**Exercise requirements:** Reproduce the material below word for word, keeping every line in its original order.

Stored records
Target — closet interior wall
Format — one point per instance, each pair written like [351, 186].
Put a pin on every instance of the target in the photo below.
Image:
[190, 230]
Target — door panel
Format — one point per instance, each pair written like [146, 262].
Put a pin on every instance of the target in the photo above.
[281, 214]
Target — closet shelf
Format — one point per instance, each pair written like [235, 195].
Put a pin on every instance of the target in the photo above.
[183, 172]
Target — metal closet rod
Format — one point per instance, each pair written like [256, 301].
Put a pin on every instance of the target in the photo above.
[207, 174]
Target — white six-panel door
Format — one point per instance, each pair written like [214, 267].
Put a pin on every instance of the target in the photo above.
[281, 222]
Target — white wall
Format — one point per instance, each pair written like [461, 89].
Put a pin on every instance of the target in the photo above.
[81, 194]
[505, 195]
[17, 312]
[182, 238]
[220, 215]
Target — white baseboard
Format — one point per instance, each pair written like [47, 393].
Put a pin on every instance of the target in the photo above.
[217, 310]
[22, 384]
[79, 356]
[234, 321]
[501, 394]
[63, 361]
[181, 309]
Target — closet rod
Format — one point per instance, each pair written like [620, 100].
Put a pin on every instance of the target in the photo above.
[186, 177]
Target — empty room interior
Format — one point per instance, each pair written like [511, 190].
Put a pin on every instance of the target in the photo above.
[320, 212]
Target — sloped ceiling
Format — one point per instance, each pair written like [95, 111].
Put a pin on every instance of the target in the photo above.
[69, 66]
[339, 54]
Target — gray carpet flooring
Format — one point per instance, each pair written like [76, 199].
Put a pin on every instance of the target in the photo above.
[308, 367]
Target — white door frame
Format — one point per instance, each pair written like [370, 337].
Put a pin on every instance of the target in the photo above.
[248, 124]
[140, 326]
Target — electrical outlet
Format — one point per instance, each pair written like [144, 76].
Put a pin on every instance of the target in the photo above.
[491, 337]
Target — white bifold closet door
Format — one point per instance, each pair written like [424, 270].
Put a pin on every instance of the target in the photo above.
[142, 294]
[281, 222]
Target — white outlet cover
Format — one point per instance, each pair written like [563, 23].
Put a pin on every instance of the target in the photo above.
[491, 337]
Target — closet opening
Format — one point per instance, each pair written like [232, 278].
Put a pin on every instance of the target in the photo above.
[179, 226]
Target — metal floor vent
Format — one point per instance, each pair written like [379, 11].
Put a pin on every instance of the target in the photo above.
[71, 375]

**Completed exercise:**
Target — closet interior wall
Format — one point per instance, each pair written like [351, 186].
Put a pin on every instance of the target in the photo below.
Image:
[190, 230]
Target — door panel
Format — one point per instance, each pair written like [146, 262].
Put a pin on every instance of the target in the photo above.
[281, 214]
Target — closet shelf
Format — one point per instance, each pair written like [235, 195].
Put a pin on every instance of the target in the photo above.
[183, 172]
Target — metal closet rod
Format — one point per instance, each pair written like [256, 301].
Put a pin on every instance of the target in the photo above.
[207, 174]
Target — white six-panel door
Format — one point per instance, each pair written like [214, 267].
Put a pin on every instance of the target in the photo above.
[281, 222]
Target — white wall
Format — one point per instance, each pair written like [461, 89].
Put a pin on every instance of the target in the photo above.
[81, 194]
[505, 195]
[17, 312]
[182, 238]
[220, 215]
Target — white baseboard
Format — one point per instance, each pair written like [47, 393].
Put a pin on every instance of the target in the photo above.
[217, 310]
[22, 384]
[79, 356]
[234, 321]
[501, 394]
[63, 361]
[181, 309]
Target — closet rod
Format — one point per instance, each pair written like [620, 100].
Put a pin on every instance of the target in the photo above.
[186, 177]
Target — empty room interior
Format — one point per instance, each pair written like [511, 190].
Put a pin on every instance of the target in the photo above.
[320, 212]
Target — sloped ceiling
Format — one point per instance, each pair written like [95, 111].
Put a pin on every instance of the target in the photo above.
[69, 66]
[339, 54]
Target — gray carpet flooring
Format — one point per instance, each pair written like [76, 199].
Put a pin on every instance of the target in the photo above.
[308, 367]
Target — white door frame
Format — one point per instance, each pair written like [370, 337].
Put a pin on every instance of the target in the photo above.
[248, 124]
[140, 326]
Target — electrical outlet
Format — one point per instance, each pair written like [144, 76].
Put a pin on every instance of the target in the photo above.
[491, 337]
Target — white bifold closet door
Format — one point per instance, each pair written like [424, 270].
Put a pin on every instance of the target in the photo above.
[142, 294]
[281, 222]
Target — white outlet cover
Format — one point per instance, each pair written like [563, 23].
Put a pin on every instance of the target in the photo above.
[491, 337]
Target — closet opening
Format — one point per instance, each pair written like [232, 278].
Put a pin on every instance of the target in the photo above.
[179, 226]
Target — metal floor vent
Format — one point per instance, each pair written like [379, 11].
Put a pin on every instance of the target in the photo above.
[71, 375]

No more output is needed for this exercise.